## begin

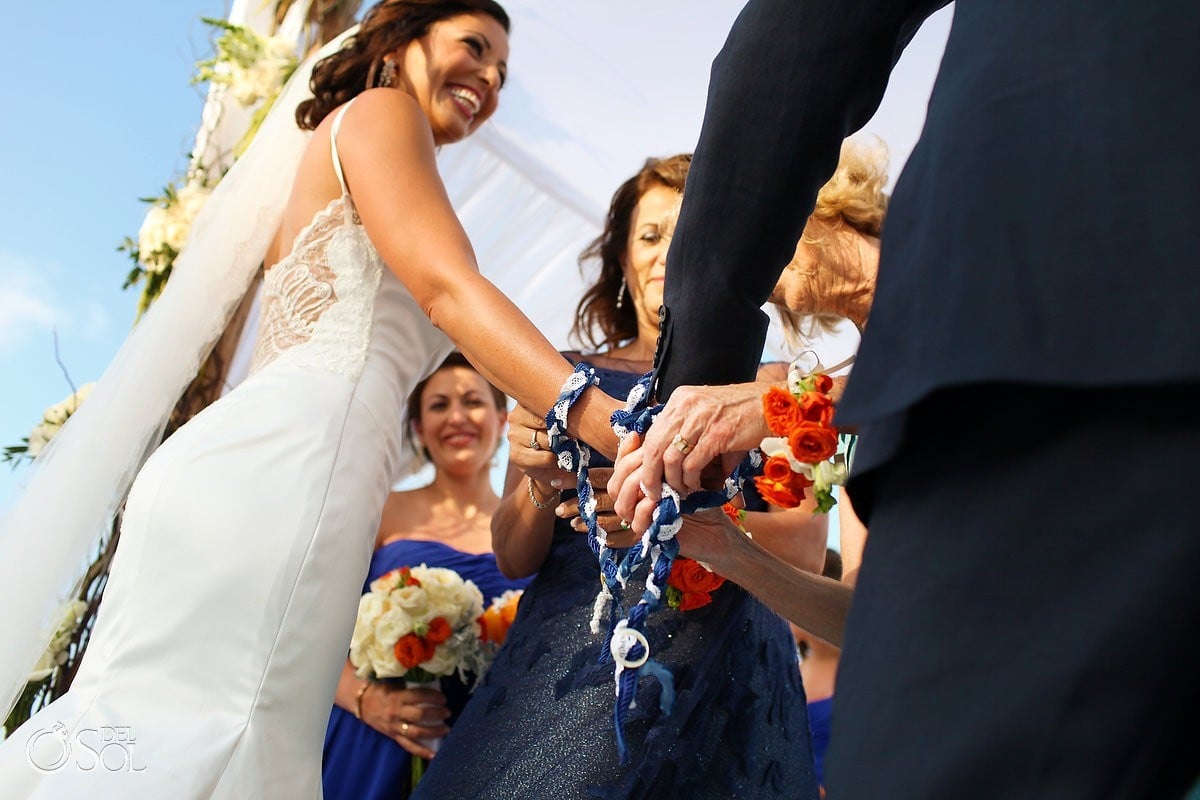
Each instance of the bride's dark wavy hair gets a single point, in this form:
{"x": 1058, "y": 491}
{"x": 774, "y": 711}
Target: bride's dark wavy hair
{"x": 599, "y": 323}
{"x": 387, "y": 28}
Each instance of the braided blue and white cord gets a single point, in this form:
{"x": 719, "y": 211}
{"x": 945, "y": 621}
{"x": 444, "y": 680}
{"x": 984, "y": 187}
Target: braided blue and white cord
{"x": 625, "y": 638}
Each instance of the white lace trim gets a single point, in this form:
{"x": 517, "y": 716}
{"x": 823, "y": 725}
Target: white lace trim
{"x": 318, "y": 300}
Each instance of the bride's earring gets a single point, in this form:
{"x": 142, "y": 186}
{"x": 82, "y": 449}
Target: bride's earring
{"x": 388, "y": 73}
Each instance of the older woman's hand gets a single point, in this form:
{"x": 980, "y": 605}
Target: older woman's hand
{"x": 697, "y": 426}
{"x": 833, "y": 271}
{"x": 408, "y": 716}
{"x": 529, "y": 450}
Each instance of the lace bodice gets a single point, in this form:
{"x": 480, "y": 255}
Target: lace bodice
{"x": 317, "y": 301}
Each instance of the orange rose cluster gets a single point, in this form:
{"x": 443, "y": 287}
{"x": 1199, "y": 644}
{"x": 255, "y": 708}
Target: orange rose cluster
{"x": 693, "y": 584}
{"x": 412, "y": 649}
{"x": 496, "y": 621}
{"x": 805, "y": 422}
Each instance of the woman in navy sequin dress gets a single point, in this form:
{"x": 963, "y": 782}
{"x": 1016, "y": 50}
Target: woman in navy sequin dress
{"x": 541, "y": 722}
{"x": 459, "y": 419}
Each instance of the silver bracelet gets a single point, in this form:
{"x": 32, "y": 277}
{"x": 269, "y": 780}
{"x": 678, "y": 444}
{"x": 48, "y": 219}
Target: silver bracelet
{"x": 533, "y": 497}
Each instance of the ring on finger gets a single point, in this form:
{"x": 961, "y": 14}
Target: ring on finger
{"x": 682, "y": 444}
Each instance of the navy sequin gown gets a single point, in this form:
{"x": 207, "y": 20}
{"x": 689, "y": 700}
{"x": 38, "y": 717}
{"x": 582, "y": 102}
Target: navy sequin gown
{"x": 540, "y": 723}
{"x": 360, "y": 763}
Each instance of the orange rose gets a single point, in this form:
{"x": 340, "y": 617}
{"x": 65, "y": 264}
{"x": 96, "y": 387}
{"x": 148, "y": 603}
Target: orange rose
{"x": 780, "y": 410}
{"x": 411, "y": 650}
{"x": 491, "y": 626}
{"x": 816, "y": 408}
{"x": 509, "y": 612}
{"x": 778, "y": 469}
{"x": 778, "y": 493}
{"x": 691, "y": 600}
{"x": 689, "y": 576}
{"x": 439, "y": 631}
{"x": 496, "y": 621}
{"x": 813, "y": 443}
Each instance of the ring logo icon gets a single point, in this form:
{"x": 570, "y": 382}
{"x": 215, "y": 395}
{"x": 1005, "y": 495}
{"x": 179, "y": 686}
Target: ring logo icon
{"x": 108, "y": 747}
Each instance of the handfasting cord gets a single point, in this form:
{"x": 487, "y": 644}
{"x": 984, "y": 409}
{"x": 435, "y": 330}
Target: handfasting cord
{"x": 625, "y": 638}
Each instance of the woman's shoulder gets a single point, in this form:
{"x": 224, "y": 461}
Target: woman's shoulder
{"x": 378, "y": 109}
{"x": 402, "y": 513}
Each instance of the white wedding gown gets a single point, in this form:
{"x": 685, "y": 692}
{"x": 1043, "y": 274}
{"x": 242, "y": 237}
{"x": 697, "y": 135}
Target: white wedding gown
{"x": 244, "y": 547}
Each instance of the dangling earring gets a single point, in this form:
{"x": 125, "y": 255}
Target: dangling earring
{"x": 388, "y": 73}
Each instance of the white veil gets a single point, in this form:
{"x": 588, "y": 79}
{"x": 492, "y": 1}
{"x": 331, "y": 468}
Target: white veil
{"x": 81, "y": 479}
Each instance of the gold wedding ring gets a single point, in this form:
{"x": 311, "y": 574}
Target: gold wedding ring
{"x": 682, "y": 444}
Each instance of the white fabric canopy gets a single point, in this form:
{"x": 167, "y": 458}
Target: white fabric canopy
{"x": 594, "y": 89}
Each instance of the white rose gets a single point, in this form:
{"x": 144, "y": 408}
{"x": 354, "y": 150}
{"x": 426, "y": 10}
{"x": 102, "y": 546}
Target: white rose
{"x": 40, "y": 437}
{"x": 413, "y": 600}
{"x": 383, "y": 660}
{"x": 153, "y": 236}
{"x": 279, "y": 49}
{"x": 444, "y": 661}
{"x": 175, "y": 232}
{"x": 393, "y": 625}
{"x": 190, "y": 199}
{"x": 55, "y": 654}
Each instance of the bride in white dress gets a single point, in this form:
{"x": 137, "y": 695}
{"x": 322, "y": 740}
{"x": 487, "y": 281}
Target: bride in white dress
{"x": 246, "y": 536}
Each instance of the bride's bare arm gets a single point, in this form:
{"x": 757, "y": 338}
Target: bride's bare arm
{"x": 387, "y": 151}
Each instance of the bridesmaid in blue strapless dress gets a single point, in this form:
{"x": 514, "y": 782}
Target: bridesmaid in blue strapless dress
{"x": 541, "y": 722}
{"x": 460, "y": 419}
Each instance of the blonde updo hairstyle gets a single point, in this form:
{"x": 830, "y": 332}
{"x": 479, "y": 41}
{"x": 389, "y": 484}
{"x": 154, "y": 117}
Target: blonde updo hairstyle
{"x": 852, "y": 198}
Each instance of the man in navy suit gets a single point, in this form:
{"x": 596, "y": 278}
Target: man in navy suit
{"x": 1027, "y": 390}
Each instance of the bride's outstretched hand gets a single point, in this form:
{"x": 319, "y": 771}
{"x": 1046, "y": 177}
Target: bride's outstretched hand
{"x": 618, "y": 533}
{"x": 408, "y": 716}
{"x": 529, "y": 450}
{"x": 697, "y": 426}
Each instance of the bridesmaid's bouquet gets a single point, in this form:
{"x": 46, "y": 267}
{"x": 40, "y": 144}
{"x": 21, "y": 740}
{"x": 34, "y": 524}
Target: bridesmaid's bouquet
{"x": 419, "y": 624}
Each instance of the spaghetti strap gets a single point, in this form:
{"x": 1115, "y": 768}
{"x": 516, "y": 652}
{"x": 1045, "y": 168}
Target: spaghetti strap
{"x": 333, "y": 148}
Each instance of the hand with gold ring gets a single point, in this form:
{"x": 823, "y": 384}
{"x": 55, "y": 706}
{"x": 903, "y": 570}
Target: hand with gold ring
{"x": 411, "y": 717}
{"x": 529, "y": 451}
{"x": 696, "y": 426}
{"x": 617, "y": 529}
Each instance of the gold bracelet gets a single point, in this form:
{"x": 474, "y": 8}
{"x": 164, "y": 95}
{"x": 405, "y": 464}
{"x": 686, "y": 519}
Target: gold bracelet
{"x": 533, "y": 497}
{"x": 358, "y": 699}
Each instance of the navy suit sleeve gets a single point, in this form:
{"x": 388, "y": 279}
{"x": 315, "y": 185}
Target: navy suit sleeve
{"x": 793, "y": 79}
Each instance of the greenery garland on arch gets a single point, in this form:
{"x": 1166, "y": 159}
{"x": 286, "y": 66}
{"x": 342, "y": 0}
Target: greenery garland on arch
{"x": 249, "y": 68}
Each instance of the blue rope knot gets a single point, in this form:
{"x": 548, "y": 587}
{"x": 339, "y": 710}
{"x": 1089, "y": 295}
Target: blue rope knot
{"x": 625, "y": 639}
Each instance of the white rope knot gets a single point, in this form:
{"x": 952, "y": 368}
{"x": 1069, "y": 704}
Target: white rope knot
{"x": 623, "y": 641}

## end

### GIVEN TASK
Rescale the entries above from the line containing "Each instance of the gold bracelet" through the end of the entries, and reproduce every line of that stretch, requests included. Multiply each answer point coordinate by 1.45 and round to the nearest whole number, rounding halves up, while leaving the requests and their sample coordinates unchanged.

### SOLUTION TO THIS EXERCISE
Each instance of the gold bracelet gets a single point, in this form:
{"x": 474, "y": 8}
{"x": 164, "y": 95}
{"x": 405, "y": 464}
{"x": 686, "y": 519}
Target: gold bracelet
{"x": 773, "y": 721}
{"x": 519, "y": 1014}
Each instance of the navy suit sleeve gets a single point, in this form:
{"x": 388, "y": 279}
{"x": 315, "y": 185}
Target: navy suit sleeve
{"x": 1150, "y": 115}
Each instance of the greenery garland on arch gets a single point, in this form:
{"x": 1166, "y": 159}
{"x": 286, "y": 66}
{"x": 342, "y": 0}
Target: greenery garland on arch
{"x": 361, "y": 99}
Each instance of the blue rope knot gets a single point, in this form:
{"x": 548, "y": 587}
{"x": 339, "y": 710}
{"x": 1089, "y": 295}
Target: blue rope knot
{"x": 906, "y": 927}
Each instance of the white rope knot gets a single point, in this form:
{"x": 952, "y": 368}
{"x": 1069, "y": 704}
Target: white rope knot
{"x": 903, "y": 929}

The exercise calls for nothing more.